(Position annotation records)
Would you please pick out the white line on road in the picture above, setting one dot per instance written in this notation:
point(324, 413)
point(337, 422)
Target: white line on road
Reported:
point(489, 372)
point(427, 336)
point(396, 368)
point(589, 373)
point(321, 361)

— Aim —
Reproduce every line of the records above without any changes.

— Output below —
Would you please pick out the white line on road in the picture above, setting one dot per instance written in this notation:
point(324, 413)
point(337, 422)
Target: white line on road
Reported:
point(489, 372)
point(427, 336)
point(396, 368)
point(589, 373)
point(321, 361)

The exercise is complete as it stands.